Task to complete
Pick out every line in the records below that contains the string "open" and copy each of those lines. The match is case-sensitive.

* Start *

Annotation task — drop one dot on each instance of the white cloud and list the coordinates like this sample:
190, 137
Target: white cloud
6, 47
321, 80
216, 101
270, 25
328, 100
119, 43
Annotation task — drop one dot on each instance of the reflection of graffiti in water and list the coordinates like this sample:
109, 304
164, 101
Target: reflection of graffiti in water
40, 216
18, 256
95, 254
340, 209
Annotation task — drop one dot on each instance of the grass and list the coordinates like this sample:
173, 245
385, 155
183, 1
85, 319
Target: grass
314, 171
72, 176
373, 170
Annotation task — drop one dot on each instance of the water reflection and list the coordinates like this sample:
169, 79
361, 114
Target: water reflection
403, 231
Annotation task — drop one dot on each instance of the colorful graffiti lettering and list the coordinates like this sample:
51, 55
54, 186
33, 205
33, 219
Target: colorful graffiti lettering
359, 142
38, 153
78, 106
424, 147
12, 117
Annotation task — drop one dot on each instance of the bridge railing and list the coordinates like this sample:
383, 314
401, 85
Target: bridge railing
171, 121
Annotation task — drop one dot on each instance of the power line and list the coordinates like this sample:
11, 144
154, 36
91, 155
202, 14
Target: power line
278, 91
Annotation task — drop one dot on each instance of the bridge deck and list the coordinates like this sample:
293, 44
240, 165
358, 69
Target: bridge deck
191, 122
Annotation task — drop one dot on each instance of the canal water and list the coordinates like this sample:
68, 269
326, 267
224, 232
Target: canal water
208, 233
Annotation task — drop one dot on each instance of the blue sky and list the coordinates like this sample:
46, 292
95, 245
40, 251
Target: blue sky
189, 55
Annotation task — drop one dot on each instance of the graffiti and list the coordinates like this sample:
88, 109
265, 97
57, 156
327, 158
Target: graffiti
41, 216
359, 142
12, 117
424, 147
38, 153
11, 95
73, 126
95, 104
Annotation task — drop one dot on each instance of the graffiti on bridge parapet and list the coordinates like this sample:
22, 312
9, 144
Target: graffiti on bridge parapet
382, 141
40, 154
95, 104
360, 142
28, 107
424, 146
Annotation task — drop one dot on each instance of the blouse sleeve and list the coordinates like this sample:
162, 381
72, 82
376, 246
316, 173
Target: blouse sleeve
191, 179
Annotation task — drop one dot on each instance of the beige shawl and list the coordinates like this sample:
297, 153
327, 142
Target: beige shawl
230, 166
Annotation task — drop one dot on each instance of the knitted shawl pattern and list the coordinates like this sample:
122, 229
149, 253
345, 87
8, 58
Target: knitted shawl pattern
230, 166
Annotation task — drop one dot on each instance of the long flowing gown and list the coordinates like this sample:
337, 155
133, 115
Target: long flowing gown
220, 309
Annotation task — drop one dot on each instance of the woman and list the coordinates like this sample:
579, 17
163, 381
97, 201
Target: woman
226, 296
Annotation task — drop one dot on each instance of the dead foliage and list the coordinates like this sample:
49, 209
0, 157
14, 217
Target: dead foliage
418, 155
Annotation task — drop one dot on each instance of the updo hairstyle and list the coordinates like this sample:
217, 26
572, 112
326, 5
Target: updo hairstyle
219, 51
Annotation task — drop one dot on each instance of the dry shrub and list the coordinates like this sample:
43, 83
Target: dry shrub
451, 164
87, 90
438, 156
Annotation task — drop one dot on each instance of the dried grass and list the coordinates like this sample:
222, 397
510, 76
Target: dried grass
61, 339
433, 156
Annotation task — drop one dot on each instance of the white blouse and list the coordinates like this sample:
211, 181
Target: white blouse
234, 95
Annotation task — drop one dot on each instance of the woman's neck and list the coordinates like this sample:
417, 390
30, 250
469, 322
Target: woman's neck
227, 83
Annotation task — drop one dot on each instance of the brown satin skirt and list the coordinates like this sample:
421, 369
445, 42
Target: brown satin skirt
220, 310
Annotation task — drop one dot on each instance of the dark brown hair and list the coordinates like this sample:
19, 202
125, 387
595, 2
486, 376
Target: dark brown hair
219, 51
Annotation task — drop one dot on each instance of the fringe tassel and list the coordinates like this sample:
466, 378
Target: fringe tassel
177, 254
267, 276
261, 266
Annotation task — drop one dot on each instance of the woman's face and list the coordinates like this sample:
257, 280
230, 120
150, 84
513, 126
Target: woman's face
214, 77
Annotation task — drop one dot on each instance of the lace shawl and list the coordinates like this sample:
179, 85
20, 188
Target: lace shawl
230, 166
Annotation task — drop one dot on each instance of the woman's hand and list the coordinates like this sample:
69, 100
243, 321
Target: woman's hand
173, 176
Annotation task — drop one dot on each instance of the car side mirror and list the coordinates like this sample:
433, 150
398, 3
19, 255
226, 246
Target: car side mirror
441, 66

* End *
* Start *

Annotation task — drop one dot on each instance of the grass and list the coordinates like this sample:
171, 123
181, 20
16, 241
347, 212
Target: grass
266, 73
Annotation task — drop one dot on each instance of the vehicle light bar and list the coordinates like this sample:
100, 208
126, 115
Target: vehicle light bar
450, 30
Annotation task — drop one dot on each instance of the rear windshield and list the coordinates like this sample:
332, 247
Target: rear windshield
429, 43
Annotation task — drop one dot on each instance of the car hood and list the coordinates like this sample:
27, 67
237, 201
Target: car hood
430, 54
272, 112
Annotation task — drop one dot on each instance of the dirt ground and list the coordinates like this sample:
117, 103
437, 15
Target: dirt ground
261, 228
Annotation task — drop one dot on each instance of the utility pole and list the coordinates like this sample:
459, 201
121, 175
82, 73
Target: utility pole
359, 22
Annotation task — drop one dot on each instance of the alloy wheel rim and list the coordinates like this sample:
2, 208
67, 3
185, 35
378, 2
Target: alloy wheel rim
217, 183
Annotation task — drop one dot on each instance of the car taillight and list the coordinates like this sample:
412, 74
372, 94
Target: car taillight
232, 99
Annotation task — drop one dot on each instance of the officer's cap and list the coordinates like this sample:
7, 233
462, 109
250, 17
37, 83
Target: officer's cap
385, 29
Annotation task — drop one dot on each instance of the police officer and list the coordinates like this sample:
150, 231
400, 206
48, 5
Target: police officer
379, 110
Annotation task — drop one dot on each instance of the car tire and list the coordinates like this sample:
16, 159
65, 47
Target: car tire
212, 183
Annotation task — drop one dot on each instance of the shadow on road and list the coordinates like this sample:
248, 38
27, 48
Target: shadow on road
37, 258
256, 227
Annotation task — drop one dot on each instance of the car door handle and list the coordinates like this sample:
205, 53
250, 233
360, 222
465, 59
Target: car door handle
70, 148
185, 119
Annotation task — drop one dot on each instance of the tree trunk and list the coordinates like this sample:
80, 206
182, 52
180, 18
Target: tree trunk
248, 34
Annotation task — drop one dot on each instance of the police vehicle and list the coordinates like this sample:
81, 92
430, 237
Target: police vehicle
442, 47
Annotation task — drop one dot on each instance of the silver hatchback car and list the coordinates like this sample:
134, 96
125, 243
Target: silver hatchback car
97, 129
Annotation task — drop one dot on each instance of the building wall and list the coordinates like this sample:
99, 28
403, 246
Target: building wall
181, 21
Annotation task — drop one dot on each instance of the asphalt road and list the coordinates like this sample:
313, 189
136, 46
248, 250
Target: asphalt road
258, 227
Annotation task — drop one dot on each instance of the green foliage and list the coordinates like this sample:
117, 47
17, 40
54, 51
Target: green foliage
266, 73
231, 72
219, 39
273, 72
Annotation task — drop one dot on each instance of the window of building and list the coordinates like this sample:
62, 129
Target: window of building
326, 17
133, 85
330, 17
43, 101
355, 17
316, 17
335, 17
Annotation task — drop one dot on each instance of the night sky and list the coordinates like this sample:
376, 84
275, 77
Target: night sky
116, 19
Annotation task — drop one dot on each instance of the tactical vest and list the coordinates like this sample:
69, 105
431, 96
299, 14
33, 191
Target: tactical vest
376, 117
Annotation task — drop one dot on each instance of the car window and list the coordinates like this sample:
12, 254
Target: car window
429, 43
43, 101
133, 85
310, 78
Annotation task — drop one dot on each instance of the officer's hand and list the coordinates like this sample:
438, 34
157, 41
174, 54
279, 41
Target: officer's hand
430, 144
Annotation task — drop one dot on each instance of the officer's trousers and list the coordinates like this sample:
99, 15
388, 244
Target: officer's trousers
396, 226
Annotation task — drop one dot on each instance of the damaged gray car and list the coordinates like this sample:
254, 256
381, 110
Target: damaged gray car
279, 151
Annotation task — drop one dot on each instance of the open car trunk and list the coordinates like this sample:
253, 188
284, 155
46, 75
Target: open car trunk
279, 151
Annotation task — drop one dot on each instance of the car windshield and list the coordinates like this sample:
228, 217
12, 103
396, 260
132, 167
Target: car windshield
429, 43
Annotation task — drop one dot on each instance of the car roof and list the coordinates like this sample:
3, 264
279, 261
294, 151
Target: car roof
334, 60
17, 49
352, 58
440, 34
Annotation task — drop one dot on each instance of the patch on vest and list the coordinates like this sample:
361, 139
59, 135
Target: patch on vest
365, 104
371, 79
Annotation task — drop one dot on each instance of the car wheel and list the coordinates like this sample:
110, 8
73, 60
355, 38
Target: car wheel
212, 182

* End *

Exercise output
Annotation task — drop one dot on each instance of the open car trunk and list the coordinates like this sample:
Target: open car trunk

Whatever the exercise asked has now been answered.